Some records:
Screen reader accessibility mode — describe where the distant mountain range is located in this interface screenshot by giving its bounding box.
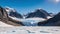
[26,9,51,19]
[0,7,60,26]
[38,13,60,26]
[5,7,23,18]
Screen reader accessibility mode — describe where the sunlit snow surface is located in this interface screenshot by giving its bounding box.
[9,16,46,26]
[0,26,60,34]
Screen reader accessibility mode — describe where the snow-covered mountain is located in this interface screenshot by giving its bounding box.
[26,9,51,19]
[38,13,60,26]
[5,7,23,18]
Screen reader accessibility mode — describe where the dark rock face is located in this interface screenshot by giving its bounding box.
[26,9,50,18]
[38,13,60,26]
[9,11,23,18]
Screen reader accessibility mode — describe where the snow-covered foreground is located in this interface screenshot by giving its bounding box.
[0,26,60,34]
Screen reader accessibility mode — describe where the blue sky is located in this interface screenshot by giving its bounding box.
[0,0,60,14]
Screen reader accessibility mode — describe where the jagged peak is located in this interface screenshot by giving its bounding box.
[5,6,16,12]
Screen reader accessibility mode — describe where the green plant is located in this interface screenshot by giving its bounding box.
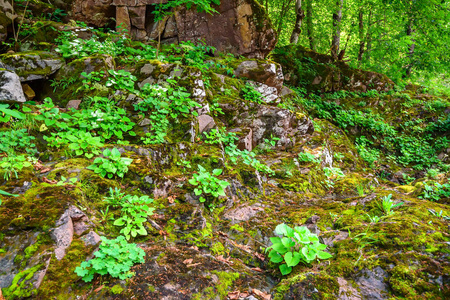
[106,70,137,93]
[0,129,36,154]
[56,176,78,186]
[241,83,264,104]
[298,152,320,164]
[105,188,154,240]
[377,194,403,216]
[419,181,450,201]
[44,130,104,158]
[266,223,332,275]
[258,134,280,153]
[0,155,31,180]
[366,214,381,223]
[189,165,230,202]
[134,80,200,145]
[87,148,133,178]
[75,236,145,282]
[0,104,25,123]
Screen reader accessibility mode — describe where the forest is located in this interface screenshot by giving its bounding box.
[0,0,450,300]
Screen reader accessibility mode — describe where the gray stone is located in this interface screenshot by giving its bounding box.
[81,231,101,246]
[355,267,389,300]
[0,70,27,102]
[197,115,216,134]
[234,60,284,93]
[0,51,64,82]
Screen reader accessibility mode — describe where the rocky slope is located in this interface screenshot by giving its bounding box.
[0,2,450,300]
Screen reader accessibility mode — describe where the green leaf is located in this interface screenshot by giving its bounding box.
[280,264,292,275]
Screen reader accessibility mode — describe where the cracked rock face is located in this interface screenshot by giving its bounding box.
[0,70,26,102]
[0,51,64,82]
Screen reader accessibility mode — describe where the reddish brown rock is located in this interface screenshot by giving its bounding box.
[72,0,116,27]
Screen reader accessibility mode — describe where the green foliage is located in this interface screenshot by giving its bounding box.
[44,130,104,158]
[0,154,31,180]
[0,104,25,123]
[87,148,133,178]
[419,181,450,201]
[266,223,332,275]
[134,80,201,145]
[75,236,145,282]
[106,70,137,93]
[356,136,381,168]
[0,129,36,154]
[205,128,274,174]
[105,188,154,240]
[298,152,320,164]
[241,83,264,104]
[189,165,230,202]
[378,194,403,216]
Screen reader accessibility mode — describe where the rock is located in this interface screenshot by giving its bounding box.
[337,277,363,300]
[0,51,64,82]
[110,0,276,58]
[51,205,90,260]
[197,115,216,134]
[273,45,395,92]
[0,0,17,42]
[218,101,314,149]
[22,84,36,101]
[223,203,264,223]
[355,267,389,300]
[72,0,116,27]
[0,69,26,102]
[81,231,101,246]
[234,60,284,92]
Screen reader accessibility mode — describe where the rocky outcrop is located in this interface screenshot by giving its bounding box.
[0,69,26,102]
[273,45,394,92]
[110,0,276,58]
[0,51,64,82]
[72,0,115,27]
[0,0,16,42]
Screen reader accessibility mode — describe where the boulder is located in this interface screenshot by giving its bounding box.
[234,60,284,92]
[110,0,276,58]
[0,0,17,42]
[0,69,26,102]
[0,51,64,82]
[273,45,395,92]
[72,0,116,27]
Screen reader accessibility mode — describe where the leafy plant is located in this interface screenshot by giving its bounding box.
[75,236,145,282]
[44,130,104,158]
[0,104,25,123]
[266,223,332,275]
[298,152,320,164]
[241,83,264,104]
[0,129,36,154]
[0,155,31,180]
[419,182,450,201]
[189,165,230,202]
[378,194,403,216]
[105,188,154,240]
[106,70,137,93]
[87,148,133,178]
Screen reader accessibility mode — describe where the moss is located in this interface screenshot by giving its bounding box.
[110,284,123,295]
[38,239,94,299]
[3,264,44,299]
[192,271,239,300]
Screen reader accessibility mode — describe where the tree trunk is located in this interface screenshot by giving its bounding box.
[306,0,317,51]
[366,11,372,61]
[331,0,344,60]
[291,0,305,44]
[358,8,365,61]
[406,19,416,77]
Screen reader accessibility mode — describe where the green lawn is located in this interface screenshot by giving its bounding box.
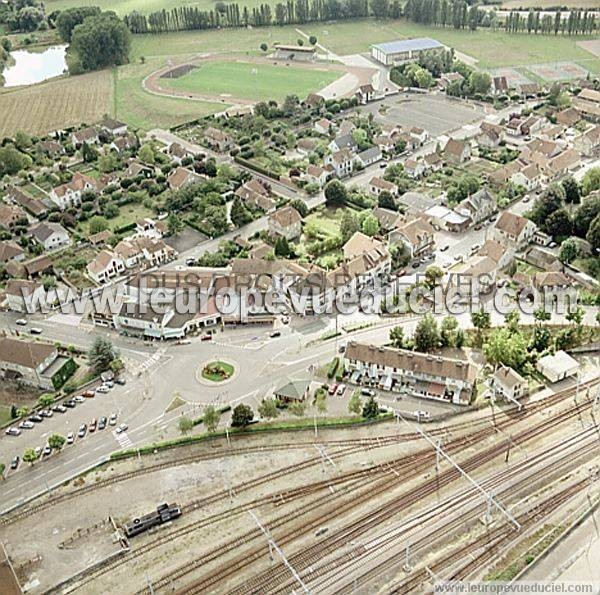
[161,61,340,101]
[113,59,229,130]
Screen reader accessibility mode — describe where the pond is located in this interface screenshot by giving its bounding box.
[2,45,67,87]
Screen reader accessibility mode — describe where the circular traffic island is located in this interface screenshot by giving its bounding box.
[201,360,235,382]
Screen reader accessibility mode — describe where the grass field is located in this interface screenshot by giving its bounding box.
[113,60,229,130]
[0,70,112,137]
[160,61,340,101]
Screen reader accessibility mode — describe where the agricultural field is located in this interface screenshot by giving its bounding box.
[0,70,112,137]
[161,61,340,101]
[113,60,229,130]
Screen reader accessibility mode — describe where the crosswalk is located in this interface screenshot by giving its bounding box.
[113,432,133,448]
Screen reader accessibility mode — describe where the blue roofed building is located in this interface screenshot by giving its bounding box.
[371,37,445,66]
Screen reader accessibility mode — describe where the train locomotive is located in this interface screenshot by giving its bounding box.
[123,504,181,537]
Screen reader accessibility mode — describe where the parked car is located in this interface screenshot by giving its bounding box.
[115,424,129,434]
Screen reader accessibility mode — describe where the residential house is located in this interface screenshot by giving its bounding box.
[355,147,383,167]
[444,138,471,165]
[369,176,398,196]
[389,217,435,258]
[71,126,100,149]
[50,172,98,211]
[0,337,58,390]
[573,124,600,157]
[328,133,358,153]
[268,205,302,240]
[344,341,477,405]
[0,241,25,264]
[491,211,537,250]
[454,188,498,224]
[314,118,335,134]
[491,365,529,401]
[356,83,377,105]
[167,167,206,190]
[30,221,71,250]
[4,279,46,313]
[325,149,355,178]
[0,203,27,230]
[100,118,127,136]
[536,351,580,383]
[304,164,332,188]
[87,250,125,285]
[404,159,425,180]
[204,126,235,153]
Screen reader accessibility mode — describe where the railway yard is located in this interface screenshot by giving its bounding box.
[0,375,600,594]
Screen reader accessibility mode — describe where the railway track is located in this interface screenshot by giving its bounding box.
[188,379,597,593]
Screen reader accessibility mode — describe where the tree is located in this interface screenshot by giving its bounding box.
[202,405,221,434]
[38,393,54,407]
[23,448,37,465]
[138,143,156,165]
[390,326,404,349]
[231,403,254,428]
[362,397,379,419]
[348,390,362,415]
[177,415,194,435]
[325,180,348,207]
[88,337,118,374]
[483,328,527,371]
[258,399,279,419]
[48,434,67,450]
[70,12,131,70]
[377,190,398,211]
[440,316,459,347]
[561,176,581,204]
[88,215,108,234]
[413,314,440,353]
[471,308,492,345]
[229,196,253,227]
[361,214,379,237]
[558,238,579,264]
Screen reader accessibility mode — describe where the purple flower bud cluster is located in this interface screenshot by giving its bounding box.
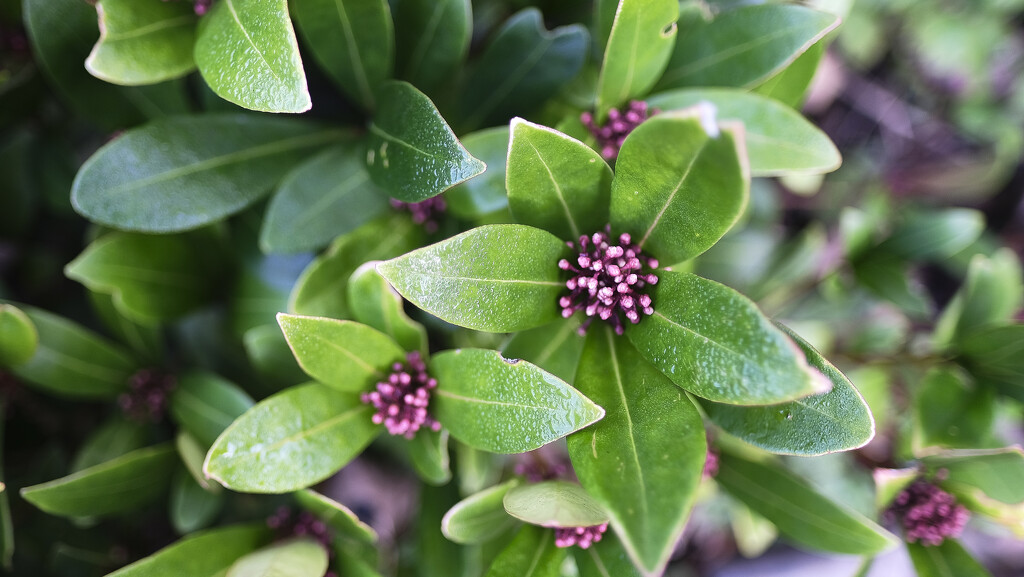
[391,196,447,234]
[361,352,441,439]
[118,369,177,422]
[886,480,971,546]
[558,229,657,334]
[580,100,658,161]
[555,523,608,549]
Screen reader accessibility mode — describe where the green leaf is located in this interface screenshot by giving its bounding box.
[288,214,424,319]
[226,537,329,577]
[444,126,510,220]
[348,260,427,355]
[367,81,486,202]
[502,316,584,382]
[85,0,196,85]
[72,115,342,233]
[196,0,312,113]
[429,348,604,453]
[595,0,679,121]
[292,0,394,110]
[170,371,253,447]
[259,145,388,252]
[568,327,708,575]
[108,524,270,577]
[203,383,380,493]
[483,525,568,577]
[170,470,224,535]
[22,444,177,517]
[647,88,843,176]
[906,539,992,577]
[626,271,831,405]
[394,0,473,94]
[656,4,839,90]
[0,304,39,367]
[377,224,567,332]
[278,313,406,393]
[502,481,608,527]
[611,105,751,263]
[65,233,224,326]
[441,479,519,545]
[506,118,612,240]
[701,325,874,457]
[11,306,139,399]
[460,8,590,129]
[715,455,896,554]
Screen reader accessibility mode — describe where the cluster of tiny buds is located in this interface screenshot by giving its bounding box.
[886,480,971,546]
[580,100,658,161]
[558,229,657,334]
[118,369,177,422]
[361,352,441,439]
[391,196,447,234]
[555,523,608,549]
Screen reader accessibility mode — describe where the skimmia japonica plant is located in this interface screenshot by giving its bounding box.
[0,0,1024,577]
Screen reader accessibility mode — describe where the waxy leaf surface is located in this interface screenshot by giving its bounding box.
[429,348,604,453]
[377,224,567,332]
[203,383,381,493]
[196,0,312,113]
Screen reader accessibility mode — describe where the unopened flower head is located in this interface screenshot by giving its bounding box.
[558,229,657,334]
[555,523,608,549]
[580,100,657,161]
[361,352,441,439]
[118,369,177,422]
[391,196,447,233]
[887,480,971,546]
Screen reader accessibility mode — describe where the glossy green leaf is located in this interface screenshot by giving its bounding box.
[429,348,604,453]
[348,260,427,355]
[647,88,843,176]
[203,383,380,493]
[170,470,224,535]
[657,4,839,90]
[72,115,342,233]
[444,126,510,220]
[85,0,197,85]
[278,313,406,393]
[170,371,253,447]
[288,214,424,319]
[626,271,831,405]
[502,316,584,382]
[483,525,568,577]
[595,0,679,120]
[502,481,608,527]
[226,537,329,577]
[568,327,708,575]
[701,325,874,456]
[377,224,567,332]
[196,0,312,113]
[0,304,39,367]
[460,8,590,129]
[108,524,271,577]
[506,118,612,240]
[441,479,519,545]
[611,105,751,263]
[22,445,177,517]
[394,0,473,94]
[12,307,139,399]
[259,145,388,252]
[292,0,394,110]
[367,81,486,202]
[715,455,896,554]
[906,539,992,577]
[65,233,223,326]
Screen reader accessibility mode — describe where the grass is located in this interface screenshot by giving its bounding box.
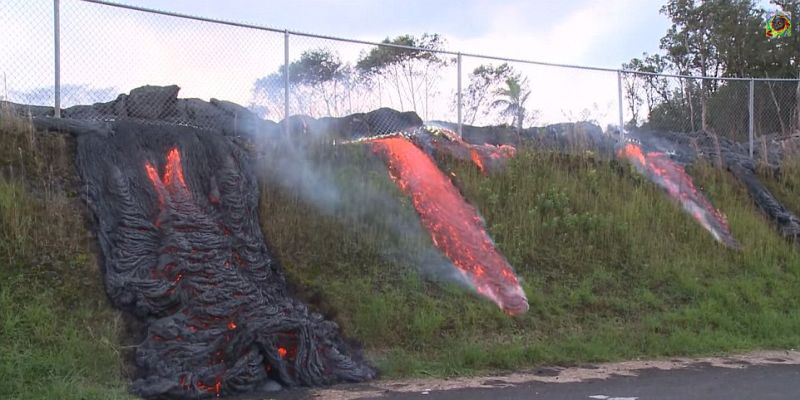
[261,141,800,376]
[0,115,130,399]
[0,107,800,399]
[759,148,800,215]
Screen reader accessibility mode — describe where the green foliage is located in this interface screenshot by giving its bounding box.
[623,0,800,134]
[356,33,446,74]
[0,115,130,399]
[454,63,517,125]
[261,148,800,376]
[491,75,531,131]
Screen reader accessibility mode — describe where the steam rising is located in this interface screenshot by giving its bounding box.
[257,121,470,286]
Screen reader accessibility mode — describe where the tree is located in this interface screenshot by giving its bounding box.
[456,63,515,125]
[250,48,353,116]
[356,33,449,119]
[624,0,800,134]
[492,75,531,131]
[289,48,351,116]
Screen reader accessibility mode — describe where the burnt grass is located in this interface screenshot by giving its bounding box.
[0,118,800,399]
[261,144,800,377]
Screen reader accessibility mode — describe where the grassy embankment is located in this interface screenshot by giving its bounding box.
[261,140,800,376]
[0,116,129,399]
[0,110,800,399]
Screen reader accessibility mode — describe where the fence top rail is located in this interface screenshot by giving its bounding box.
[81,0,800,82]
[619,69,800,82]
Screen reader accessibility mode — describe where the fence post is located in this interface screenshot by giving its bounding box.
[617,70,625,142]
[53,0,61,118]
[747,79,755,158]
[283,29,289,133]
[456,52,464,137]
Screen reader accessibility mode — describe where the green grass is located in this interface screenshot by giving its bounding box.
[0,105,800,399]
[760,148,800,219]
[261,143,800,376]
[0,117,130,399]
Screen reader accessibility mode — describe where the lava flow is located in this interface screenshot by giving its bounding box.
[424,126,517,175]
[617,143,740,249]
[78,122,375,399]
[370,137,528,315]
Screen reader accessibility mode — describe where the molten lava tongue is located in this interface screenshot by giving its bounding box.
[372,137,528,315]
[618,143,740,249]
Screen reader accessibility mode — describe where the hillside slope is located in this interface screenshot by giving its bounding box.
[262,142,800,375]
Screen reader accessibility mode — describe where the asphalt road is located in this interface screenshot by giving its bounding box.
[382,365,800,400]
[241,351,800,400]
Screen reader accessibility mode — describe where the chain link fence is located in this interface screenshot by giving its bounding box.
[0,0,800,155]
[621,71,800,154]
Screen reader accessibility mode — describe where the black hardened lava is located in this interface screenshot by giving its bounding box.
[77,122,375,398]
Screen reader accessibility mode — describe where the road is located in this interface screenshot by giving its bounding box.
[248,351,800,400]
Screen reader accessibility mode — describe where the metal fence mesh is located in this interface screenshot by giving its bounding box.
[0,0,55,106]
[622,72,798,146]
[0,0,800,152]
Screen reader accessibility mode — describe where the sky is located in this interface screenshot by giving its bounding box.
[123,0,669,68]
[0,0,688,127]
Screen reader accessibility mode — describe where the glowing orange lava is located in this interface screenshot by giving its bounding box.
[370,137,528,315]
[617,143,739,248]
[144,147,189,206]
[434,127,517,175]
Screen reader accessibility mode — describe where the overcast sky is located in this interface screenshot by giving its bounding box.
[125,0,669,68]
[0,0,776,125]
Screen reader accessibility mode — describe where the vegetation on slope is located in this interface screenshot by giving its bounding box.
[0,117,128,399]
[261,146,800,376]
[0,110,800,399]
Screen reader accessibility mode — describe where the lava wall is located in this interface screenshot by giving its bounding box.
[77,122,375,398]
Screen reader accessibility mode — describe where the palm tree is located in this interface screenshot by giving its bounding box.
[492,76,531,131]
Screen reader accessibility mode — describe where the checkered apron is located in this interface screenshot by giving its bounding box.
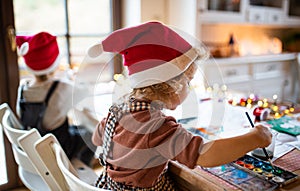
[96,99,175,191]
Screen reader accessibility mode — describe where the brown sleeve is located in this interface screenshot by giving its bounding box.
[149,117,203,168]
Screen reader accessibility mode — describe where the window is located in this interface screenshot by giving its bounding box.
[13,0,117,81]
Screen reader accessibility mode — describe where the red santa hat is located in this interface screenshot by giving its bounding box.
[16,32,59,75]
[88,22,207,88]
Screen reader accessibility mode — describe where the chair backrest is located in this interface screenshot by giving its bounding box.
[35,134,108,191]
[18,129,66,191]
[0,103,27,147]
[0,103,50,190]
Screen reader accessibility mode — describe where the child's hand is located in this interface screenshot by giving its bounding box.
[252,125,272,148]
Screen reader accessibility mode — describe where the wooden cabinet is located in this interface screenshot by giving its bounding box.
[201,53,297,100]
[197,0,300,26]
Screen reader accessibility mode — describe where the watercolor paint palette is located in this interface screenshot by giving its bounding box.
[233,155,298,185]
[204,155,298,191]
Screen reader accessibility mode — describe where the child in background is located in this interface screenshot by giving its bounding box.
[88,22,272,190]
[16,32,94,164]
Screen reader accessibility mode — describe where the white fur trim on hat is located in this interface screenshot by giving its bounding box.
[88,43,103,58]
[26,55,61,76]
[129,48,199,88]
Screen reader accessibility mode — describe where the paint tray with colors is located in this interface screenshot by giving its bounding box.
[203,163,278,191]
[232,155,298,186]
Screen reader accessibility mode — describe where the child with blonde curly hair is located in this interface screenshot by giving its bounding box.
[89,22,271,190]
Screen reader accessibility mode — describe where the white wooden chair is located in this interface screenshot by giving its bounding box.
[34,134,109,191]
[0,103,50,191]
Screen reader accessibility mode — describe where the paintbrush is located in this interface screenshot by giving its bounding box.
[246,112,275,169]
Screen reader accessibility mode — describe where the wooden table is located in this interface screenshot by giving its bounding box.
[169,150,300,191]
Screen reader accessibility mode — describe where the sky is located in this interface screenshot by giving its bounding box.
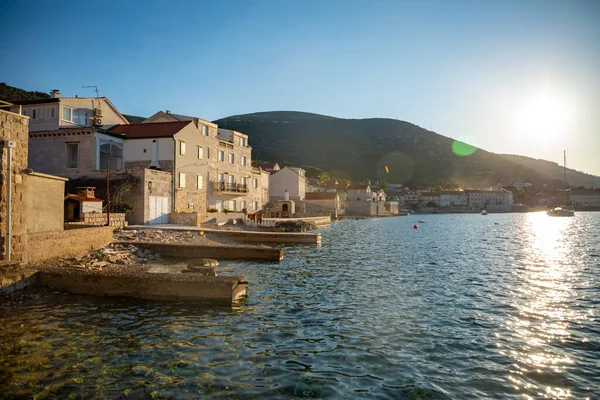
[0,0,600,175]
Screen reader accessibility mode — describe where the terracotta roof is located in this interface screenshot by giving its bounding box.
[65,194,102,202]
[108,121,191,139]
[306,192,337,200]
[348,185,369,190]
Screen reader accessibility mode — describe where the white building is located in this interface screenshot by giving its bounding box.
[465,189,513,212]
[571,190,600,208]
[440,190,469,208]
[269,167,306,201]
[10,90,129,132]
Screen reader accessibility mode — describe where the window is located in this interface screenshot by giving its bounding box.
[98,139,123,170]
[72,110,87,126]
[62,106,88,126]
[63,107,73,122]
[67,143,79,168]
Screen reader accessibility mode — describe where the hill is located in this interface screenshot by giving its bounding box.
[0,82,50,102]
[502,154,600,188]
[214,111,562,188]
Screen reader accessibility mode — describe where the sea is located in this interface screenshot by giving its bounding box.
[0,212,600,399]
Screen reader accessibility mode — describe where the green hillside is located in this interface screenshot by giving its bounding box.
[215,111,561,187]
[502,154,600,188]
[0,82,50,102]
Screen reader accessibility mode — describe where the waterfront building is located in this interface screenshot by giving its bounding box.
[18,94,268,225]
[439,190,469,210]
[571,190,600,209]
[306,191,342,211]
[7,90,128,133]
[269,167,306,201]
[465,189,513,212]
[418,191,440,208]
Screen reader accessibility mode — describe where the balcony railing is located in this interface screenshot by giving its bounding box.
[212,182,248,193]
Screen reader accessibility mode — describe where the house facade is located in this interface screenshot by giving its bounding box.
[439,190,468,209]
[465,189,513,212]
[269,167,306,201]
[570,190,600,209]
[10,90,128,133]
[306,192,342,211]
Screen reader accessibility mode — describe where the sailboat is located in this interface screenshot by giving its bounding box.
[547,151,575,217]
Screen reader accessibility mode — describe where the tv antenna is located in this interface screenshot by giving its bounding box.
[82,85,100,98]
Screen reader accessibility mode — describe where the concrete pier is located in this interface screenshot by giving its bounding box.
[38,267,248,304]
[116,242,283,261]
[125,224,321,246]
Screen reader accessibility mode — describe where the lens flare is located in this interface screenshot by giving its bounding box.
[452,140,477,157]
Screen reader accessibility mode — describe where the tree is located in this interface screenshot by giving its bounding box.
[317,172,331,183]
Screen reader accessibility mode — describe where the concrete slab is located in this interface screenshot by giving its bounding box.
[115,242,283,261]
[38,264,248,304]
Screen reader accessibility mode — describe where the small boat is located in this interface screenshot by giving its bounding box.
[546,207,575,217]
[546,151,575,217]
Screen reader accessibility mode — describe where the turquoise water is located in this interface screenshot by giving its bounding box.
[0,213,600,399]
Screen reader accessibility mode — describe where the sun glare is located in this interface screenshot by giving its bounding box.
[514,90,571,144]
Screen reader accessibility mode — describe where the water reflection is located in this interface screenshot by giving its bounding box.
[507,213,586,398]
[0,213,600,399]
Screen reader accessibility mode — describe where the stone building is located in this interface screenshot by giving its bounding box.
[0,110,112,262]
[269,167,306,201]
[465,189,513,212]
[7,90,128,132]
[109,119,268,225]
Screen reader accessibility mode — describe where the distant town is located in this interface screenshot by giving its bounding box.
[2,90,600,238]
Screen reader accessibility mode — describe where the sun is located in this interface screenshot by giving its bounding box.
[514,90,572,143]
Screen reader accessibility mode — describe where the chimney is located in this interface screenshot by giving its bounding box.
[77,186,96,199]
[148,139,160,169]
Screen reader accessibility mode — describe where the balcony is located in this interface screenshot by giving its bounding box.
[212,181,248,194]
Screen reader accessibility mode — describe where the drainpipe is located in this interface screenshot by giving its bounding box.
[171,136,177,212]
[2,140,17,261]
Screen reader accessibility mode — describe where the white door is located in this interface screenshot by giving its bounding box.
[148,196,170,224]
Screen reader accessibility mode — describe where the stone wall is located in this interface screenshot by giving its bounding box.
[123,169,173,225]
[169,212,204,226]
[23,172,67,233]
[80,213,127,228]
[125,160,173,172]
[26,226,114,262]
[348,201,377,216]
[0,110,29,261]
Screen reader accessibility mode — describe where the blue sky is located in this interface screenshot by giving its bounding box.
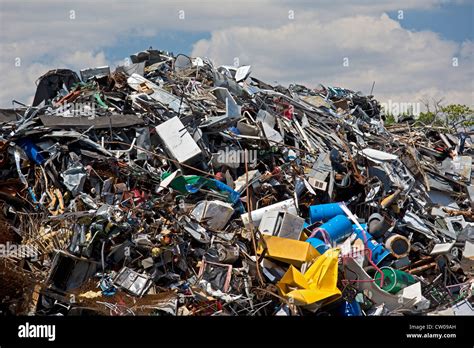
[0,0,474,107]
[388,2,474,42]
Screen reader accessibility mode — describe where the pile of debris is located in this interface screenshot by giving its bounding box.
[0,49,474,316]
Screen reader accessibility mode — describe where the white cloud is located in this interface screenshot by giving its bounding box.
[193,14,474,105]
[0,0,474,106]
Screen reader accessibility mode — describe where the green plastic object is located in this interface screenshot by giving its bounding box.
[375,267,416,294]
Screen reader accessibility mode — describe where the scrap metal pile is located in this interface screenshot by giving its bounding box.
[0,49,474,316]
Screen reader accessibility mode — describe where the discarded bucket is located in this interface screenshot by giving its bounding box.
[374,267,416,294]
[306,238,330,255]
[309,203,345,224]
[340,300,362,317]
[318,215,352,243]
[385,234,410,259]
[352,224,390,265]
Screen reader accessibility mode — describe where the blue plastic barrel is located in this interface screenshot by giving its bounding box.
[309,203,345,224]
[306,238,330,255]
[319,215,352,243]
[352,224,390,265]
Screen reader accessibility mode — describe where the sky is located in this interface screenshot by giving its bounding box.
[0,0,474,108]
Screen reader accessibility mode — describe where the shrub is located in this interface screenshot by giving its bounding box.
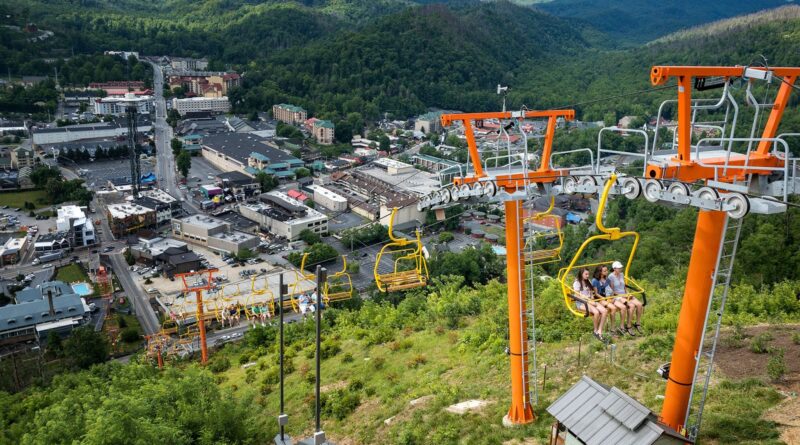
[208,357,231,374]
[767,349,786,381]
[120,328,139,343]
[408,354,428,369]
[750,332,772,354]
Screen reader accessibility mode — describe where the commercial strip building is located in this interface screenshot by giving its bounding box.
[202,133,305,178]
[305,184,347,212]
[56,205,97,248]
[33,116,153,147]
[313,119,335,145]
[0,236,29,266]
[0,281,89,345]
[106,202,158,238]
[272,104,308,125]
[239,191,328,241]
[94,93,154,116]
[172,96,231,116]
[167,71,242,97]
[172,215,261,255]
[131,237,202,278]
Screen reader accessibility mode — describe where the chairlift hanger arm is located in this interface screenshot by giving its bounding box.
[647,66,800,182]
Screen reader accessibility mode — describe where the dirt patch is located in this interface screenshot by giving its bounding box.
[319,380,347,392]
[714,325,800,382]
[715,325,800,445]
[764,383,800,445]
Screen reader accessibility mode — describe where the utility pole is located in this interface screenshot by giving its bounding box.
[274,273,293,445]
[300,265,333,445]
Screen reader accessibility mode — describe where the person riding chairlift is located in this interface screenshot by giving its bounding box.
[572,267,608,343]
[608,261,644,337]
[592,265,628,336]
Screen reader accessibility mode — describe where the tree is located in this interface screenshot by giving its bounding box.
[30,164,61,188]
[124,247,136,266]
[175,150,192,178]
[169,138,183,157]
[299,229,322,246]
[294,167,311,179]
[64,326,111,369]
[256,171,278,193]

■ Given instruction: Recast the stretch of the records from the line containing "Screen reader accessibility mode — describe where the lava wall" through the line containing "[88,22,207,88]" as a Markdown table with the columns No. and Text, giving each line its own row and skipping blank lines. Omit the pictures.

■ Correct output:
| No. | Text |
|---|---|
| 1 | Screen reader accessibility mode — describe where the lava wall is located in this interface screenshot by giving its bounding box. |
| 2 | [77,122,375,398] |
| 3 | Screen reader accessibility mode — describe where the palm tree is located in this interface screenshot by giving its bounding box. |
| 4 | [492,76,531,131] |
| 5 | Screen reader accessibility mode — describe where the checkered apron is located in this interface screenshot by giving its bounding box. |
| 6 | [96,99,175,191] |
| 7 | Screen reader accessibility mode — describe where the brown sleeve is located in this interface screenshot by giving its bounding box. |
| 8 | [149,117,203,168] |
| 9 | Screen reader accessibility mode — describe where the window is located in this interface screenshot by giving its bounding box. |
| 10 | [13,0,117,81] |
| 11 | Screen reader accessibility mode — describe where the red santa hat is located in this interface screenshot by giving its bounding box. |
| 12 | [16,32,59,75] |
| 13 | [88,22,207,88] |